>>>
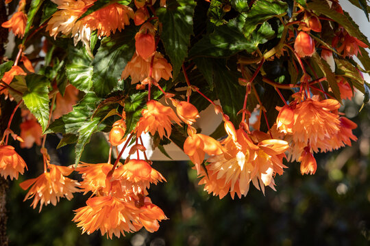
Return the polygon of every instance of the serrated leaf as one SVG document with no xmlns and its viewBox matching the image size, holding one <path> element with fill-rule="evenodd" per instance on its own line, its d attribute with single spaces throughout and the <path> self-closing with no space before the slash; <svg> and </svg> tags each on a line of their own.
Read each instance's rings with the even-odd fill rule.
<svg viewBox="0 0 370 246">
<path fill-rule="evenodd" d="M 58 5 L 53 3 L 51 1 L 47 1 L 42 8 L 42 16 L 40 25 L 42 25 L 45 21 L 49 20 L 51 16 L 58 11 Z"/>
<path fill-rule="evenodd" d="M 107 96 L 117 86 L 122 71 L 134 55 L 136 31 L 135 27 L 127 27 L 101 41 L 92 61 L 92 86 L 98 96 Z"/>
<path fill-rule="evenodd" d="M 251 10 L 247 14 L 243 27 L 244 36 L 247 39 L 252 37 L 252 33 L 259 24 L 262 24 L 271 18 L 283 15 L 288 10 L 288 5 L 279 0 L 260 0 L 254 3 Z"/>
<path fill-rule="evenodd" d="M 73 110 L 56 120 L 50 124 L 45 133 L 61 133 L 78 135 L 79 129 L 86 122 L 90 121 L 92 111 L 99 104 L 99 98 L 94 92 L 85 95 Z"/>
<path fill-rule="evenodd" d="M 4 74 L 12 69 L 13 66 L 13 61 L 9 61 L 0 64 L 0 79 L 3 79 Z"/>
<path fill-rule="evenodd" d="M 83 64 L 71 64 L 66 66 L 69 83 L 78 90 L 88 92 L 92 86 L 92 67 Z"/>
<path fill-rule="evenodd" d="M 78 136 L 74 134 L 65 134 L 59 142 L 57 149 L 66 146 L 67 144 L 75 144 L 77 141 Z"/>
<path fill-rule="evenodd" d="M 91 135 L 98 128 L 99 119 L 95 118 L 92 121 L 85 123 L 78 129 L 79 135 L 78 140 L 75 147 L 75 165 L 77 167 L 81 158 L 81 154 L 84 150 L 84 148 L 90 141 Z"/>
<path fill-rule="evenodd" d="M 195 5 L 191 0 L 176 8 L 160 8 L 156 11 L 163 25 L 160 39 L 173 66 L 173 77 L 177 75 L 188 55 L 190 37 L 193 34 L 193 15 Z"/>
<path fill-rule="evenodd" d="M 217 26 L 227 23 L 224 18 L 226 12 L 223 11 L 224 3 L 220 0 L 212 0 L 207 14 L 211 23 Z"/>
<path fill-rule="evenodd" d="M 249 10 L 247 0 L 231 0 L 230 3 L 232 8 L 239 13 L 244 13 Z"/>
<path fill-rule="evenodd" d="M 336 58 L 334 60 L 338 69 L 336 74 L 350 79 L 354 86 L 365 93 L 365 81 L 360 74 L 360 72 L 347 60 Z"/>
<path fill-rule="evenodd" d="M 225 61 L 219 61 L 213 64 L 214 89 L 224 113 L 229 115 L 234 125 L 238 126 L 241 115 L 237 113 L 244 102 L 244 93 L 240 92 L 245 92 L 245 88 L 238 83 L 241 75 L 230 70 L 225 63 Z"/>
<path fill-rule="evenodd" d="M 22 42 L 23 44 L 25 44 L 27 39 L 26 38 L 28 36 L 28 32 L 29 31 L 29 29 L 32 26 L 35 14 L 38 12 L 40 7 L 41 7 L 43 1 L 44 0 L 32 0 L 31 1 L 31 5 L 29 6 L 29 9 L 28 10 L 28 13 L 27 13 L 27 24 L 25 29 L 23 40 Z"/>
<path fill-rule="evenodd" d="M 339 90 L 338 83 L 335 79 L 335 74 L 332 72 L 330 66 L 328 64 L 326 61 L 321 59 L 317 53 L 312 55 L 312 58 L 324 73 L 325 77 L 326 77 L 326 81 L 332 89 L 332 92 L 333 92 L 334 97 L 336 100 L 338 100 L 338 102 L 341 102 L 342 99 L 341 98 L 341 91 Z"/>
<path fill-rule="evenodd" d="M 251 53 L 257 49 L 258 44 L 266 42 L 275 35 L 270 25 L 266 23 L 254 32 L 248 40 L 242 31 L 244 23 L 241 15 L 227 25 L 215 27 L 213 33 L 205 35 L 193 46 L 189 56 L 226 57 L 242 51 Z"/>
<path fill-rule="evenodd" d="M 25 81 L 27 90 L 23 94 L 23 101 L 44 131 L 49 121 L 48 85 L 50 81 L 46 77 L 36 74 L 26 76 Z"/>
<path fill-rule="evenodd" d="M 352 19 L 348 13 L 343 12 L 344 14 L 341 14 L 334 10 L 330 9 L 325 0 L 314 0 L 307 3 L 307 9 L 330 18 L 343 26 L 350 36 L 358 38 L 370 46 L 367 38 L 360 31 L 358 25 Z"/>
</svg>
<<<
Objective
Copy out every row above character for character, omitting the pictures.

Response
Return the polygon of every instance of the serrated leaf as one SVG document with no xmlns and its viewBox matching the image size, holding one <path> element with fill-rule="evenodd" per instance on its own line, its d attribute with single spaces throughout and the <path> self-closing with no space before the slash; <svg> and </svg> tags each on a line of their own.
Read each instance's rings with the even-odd fill rule.
<svg viewBox="0 0 370 246">
<path fill-rule="evenodd" d="M 58 5 L 53 3 L 51 1 L 47 1 L 42 8 L 42 16 L 40 25 L 42 25 L 45 21 L 49 20 L 51 16 L 58 11 Z"/>
<path fill-rule="evenodd" d="M 107 96 L 117 86 L 122 71 L 134 55 L 136 31 L 135 27 L 127 27 L 101 41 L 92 61 L 92 86 L 98 96 Z"/>
<path fill-rule="evenodd" d="M 251 10 L 247 14 L 243 27 L 244 36 L 247 39 L 252 37 L 252 33 L 259 24 L 262 24 L 271 18 L 283 15 L 288 10 L 288 5 L 279 0 L 260 0 L 254 3 Z"/>
<path fill-rule="evenodd" d="M 73 110 L 56 120 L 50 124 L 45 133 L 61 133 L 78 135 L 79 129 L 86 122 L 90 121 L 92 111 L 99 104 L 99 98 L 94 92 L 85 95 Z"/>
<path fill-rule="evenodd" d="M 4 74 L 12 69 L 13 66 L 13 61 L 9 61 L 0 64 L 0 79 L 3 79 Z"/>
<path fill-rule="evenodd" d="M 83 64 L 71 64 L 66 66 L 69 83 L 78 90 L 88 92 L 92 86 L 92 67 Z"/>
<path fill-rule="evenodd" d="M 78 136 L 74 134 L 65 134 L 59 142 L 57 149 L 66 146 L 67 144 L 75 144 L 77 141 Z"/>
<path fill-rule="evenodd" d="M 91 135 L 98 128 L 99 119 L 95 118 L 92 121 L 85 123 L 78 129 L 79 135 L 78 140 L 75 147 L 75 165 L 77 167 L 81 158 L 81 154 L 84 150 L 84 148 L 90 141 Z"/>
<path fill-rule="evenodd" d="M 195 5 L 191 0 L 176 8 L 160 8 L 156 11 L 163 25 L 160 39 L 173 66 L 173 77 L 177 75 L 188 55 L 190 37 L 193 34 L 193 15 Z"/>
<path fill-rule="evenodd" d="M 217 26 L 227 23 L 224 18 L 226 12 L 223 11 L 224 3 L 220 0 L 212 0 L 207 14 L 211 23 Z"/>
<path fill-rule="evenodd" d="M 249 10 L 247 0 L 231 0 L 230 3 L 232 8 L 239 13 L 244 13 Z"/>
<path fill-rule="evenodd" d="M 336 58 L 334 60 L 338 69 L 336 74 L 350 79 L 354 86 L 365 93 L 365 81 L 360 74 L 360 72 L 347 60 Z"/>
<path fill-rule="evenodd" d="M 225 61 L 219 61 L 213 64 L 214 89 L 224 113 L 229 115 L 234 125 L 238 126 L 241 115 L 237 113 L 244 102 L 244 93 L 240 92 L 245 92 L 245 88 L 238 83 L 241 75 L 230 70 L 225 63 Z"/>
<path fill-rule="evenodd" d="M 22 42 L 23 44 L 25 44 L 27 39 L 26 38 L 28 36 L 28 32 L 29 31 L 29 29 L 32 26 L 35 14 L 38 12 L 40 7 L 41 7 L 43 1 L 44 0 L 32 0 L 31 1 L 31 5 L 29 6 L 29 9 L 28 10 L 28 13 L 27 13 L 27 24 L 25 29 L 23 40 Z"/>
<path fill-rule="evenodd" d="M 339 90 L 338 83 L 335 79 L 335 74 L 332 72 L 330 66 L 328 64 L 326 61 L 321 59 L 317 53 L 312 55 L 312 58 L 324 73 L 325 77 L 326 77 L 326 81 L 332 89 L 332 92 L 333 92 L 334 97 L 336 100 L 338 100 L 338 102 L 341 102 L 342 99 L 341 98 L 341 91 Z"/>
<path fill-rule="evenodd" d="M 251 53 L 257 49 L 258 44 L 266 42 L 275 35 L 270 25 L 266 23 L 254 32 L 248 40 L 242 31 L 244 23 L 241 15 L 227 25 L 215 27 L 213 33 L 205 35 L 193 46 L 189 56 L 226 57 L 242 51 Z"/>
<path fill-rule="evenodd" d="M 25 81 L 27 90 L 23 94 L 23 101 L 44 131 L 49 121 L 48 85 L 50 81 L 46 77 L 36 74 L 26 76 Z"/>
<path fill-rule="evenodd" d="M 352 19 L 348 13 L 343 12 L 344 14 L 341 14 L 334 10 L 330 9 L 325 0 L 314 0 L 307 3 L 307 9 L 330 18 L 343 26 L 350 36 L 358 38 L 370 46 L 367 38 L 360 31 L 358 25 Z"/>
</svg>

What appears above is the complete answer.